**Instructions to follow**
Your answer must match the entries below word for word.

** Opening Available data block **

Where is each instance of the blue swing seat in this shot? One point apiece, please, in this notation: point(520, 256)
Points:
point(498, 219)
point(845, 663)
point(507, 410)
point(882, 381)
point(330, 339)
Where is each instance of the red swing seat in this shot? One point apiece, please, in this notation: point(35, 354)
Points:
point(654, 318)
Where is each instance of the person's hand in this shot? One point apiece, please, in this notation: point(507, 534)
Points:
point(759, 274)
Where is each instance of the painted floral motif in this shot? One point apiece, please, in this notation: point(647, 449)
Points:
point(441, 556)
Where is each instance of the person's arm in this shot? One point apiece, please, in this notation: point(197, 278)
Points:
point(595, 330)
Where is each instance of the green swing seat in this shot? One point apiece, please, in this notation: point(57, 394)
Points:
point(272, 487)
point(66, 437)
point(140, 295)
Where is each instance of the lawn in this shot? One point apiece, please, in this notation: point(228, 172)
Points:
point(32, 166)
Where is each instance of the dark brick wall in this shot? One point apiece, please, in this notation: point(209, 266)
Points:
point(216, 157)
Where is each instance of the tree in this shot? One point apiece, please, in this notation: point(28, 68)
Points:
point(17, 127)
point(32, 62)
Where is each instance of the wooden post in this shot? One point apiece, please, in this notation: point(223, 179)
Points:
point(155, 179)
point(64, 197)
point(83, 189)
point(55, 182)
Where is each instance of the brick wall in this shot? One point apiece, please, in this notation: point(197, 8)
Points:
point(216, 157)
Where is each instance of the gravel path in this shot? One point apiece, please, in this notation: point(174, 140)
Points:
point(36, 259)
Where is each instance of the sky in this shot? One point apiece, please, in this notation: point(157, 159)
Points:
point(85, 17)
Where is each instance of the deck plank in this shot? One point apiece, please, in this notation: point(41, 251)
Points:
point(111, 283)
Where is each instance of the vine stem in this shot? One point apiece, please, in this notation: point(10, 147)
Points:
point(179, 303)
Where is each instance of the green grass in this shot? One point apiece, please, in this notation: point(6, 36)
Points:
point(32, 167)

** Closing Available data block **

**Exercise result**
Where is each instance of the blue swing seat in this shot? One point apiece, please, in this notation: point(520, 256)
Points:
point(498, 219)
point(845, 663)
point(507, 410)
point(882, 381)
point(330, 339)
Where is each instance of the red swing seat in this shot? One point apiece, please, in this notation: point(35, 354)
Points:
point(654, 318)
Where is each instance of the person's hand in this shot? One point apiece, please, in this notation: point(507, 534)
Points:
point(759, 274)
Where is each instance of the painted floral motif in this shot? One point apiece, please, in this notation: point(647, 449)
Points:
point(441, 556)
Where is each instance of the person's arm in this shot? One point apiece, please, in this notation: point(197, 278)
Points:
point(595, 330)
Where is each instance of the green swing seat in this shot? One point apiece, please, in this notation: point(57, 394)
Points:
point(272, 487)
point(66, 437)
point(140, 295)
Where is each instance of the lawn in this shot? One point apiece, please, in this notation: point(228, 172)
Points:
point(32, 166)
Where is each instance of the dark brick wall in this shot? One point apiece, please, in this notation: point(209, 266)
Points:
point(216, 157)
Where is each instance of the tree in this shot? One point apiece, please, in this notation: point(28, 68)
Points:
point(17, 127)
point(32, 62)
Where is each instance of the wooden post in this shot? One point apiece, please, in this notation: point(223, 179)
Points:
point(155, 179)
point(64, 197)
point(83, 189)
point(55, 182)
Where is each instance of the brick wall in this shot? One point apiece, please, in this notation: point(197, 8)
Points:
point(216, 157)
Where is each instance of the gravel path in this shot? One point apiece, please, in this notation: point(174, 140)
Points:
point(36, 259)
Where is each instance of the sky in this shot? One point apiece, please, in this notation: point(157, 159)
Points:
point(85, 17)
Where is each instance of the deck plank in this shot? One point apiece, please, in this notation: point(41, 251)
Points:
point(111, 283)
Where is each instance of the vine stem in this shot? One point apiece, please, in this notation: point(10, 147)
Points:
point(179, 303)
Where is each instance of the green grass in this shot? One point apiece, please, in this notation: point(6, 36)
Points:
point(32, 167)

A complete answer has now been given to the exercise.